====== Supplied passage

WEATHER

FEMA expected to run out of disaster relief funds before summer’s end

Jun 10, 2024, 11:50 AM | Updated: 12:00 pm

The Crowder family surveys their home destroyed by a tornado on May 7 in Barnsdall, northeast Oklah...

The Crowder family surveys their home destroyed by a tornado on May 7 in Barnsdall, northeast Oklahoma. (Brandon Bell, Getty Images)

(Brandon Bell, Getty Images)

(CNN)The United States has been rocked by an extraordinary number of tornadoes and devastating storms this year that have already left a staggering price tag.

Now heading into what forecasters say will be an extreme summer – from punishing heat waves to severe weather and hurricanes – the nation’s disaster relief agency is expected to run out of money before it’s even over.

The U.S. has been thrashed with 11 extreme weather disasters with costs exceeding $1 billion so far this year, with a total price tag of $25.1 billion, according to an updated tally from the National Oceanic and Atmospheric Administration. It’s tied for the second-most such disasters on record and doesn’t even include the extreme weather in the second half of May, said Adam Smith, an applied climatologist with NOAA.

============
====== Dataset rows

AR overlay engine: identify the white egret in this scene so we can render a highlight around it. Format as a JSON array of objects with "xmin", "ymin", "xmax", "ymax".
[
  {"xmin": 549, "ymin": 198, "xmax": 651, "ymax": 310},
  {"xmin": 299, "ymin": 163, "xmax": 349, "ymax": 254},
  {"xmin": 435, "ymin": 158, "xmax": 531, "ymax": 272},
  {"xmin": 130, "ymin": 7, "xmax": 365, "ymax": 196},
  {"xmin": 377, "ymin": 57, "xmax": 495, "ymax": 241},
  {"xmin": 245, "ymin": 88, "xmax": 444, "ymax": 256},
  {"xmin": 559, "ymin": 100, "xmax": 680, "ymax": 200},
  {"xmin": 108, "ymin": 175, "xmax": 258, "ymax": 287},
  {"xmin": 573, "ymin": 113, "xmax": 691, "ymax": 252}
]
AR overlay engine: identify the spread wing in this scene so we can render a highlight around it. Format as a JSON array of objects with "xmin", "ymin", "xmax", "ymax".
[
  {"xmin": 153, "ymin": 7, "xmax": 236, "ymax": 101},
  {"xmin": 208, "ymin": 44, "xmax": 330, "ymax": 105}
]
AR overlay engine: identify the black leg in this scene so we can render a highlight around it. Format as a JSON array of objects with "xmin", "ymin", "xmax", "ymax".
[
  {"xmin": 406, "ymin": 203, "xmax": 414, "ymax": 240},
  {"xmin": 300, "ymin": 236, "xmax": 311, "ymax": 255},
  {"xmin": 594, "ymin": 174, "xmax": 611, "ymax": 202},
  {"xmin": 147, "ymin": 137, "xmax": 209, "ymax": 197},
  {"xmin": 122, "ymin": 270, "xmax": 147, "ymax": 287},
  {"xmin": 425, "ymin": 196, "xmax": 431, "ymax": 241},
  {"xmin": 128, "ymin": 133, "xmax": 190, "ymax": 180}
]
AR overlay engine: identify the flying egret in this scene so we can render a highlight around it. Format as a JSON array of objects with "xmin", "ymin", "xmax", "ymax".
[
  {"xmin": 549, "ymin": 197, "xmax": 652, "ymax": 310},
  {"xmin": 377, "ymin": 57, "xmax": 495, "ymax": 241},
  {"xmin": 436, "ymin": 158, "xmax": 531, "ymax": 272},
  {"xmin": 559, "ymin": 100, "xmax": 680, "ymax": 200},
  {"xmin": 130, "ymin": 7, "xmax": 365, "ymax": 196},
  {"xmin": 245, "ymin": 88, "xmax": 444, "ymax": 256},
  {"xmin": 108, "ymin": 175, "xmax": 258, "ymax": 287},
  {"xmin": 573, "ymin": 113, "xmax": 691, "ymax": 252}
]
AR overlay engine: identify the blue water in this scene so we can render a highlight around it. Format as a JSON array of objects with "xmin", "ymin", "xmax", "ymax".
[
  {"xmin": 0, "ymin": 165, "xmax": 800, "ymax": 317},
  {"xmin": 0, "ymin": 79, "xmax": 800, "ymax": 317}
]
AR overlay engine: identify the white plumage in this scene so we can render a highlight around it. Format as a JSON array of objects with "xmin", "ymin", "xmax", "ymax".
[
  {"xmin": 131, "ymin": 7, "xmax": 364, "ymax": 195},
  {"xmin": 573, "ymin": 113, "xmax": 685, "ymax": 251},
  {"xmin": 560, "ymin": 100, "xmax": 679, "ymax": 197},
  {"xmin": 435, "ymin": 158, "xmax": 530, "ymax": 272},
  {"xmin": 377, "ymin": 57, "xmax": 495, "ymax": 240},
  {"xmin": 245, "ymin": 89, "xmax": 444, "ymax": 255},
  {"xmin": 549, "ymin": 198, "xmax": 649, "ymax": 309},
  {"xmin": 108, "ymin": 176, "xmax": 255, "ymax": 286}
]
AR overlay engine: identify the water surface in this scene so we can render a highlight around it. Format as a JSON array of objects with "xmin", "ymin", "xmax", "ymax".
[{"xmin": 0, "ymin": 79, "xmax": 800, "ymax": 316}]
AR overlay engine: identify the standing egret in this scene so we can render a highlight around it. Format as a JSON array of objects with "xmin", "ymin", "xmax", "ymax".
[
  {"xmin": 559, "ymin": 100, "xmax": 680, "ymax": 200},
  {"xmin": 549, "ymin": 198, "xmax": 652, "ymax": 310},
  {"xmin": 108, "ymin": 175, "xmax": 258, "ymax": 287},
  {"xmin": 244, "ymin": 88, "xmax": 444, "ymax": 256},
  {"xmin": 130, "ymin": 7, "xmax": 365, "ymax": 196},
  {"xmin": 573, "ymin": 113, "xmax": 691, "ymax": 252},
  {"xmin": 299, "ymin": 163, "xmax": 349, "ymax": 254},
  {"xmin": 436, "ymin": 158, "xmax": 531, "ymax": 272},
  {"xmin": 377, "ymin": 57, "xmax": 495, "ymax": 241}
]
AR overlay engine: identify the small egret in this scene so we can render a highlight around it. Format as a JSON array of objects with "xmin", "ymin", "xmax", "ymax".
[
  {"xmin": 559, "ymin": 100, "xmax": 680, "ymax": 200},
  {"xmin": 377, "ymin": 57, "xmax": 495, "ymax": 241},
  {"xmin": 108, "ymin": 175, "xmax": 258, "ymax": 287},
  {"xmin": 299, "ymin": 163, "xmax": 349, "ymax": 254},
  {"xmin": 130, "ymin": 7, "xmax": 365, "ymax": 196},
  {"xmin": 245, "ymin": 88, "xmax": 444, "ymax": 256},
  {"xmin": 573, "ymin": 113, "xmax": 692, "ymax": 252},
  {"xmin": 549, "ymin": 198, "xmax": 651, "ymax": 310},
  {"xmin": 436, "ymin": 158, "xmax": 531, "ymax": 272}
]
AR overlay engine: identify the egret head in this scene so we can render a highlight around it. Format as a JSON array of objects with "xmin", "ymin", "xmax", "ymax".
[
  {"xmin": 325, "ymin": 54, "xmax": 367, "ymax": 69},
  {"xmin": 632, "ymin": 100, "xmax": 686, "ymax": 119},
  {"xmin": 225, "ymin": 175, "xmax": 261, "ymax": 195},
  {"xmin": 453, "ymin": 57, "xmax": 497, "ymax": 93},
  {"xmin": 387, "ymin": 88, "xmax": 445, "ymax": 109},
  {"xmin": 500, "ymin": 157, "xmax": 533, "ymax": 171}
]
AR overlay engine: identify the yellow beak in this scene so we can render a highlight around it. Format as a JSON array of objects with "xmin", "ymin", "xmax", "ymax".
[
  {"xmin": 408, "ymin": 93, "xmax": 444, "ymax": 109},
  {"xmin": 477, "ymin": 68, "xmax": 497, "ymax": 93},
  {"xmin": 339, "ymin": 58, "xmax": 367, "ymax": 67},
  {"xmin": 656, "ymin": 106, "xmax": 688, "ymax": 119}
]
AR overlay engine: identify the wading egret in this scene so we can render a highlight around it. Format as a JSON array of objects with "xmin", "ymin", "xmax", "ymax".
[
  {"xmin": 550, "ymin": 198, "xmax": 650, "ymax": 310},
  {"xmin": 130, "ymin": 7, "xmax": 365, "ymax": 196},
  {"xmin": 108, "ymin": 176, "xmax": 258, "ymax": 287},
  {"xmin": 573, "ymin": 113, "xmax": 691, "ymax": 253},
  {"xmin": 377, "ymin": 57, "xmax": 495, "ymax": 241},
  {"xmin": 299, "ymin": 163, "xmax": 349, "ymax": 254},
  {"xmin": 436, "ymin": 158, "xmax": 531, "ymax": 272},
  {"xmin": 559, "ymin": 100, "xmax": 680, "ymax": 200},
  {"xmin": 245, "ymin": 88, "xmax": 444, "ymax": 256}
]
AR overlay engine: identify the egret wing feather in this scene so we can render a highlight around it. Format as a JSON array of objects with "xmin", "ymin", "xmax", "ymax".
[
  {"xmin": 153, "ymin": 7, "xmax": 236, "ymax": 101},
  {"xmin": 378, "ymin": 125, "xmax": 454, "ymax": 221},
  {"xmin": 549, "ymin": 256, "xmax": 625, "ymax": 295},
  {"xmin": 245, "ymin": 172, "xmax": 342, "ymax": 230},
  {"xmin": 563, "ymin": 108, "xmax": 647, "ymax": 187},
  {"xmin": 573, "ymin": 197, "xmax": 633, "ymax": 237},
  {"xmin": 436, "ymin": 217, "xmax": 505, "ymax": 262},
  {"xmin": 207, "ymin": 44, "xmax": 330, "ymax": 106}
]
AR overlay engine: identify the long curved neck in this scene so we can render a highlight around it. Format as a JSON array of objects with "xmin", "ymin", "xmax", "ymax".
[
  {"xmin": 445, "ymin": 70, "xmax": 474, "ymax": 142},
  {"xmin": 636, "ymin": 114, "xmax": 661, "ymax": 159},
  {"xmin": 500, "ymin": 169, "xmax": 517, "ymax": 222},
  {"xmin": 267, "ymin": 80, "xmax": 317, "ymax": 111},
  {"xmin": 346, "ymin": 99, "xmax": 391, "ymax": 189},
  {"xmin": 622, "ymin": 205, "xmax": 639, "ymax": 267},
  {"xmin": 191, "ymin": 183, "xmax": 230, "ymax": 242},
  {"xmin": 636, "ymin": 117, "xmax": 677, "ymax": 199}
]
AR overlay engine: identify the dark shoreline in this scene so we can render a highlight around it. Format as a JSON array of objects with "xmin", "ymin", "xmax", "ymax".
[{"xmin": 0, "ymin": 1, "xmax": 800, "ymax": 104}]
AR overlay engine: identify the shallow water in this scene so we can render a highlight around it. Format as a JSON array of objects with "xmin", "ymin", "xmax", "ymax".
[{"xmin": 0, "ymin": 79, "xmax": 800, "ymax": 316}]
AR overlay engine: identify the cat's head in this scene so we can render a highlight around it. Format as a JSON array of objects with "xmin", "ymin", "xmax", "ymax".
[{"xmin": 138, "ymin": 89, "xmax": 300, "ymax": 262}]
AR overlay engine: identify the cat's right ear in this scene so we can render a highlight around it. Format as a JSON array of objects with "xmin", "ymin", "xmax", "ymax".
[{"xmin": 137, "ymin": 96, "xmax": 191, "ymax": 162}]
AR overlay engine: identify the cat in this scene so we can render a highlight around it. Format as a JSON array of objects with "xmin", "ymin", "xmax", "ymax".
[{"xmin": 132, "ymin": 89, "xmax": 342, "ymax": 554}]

============

= The exercise =
What does the FEMA funding article say between "FEMA expected to" and "Oklahoma. (Brandon Bell, Getty Images)", inclusive? Write out that span word for word.

= Response to the exercise =
FEMA expected to run out of disaster relief funds before summer’s end

Jun 10, 2024, 11:50 AM | Updated: 12:00 pm

The Crowder family surveys their home destroyed by a tornado on May 7 in Barnsdall, northeast Oklah...

The Crowder family surveys their home destroyed by a tornado on May 7 in Barnsdall, northeast Oklahoma. (Brandon Bell, Getty Images)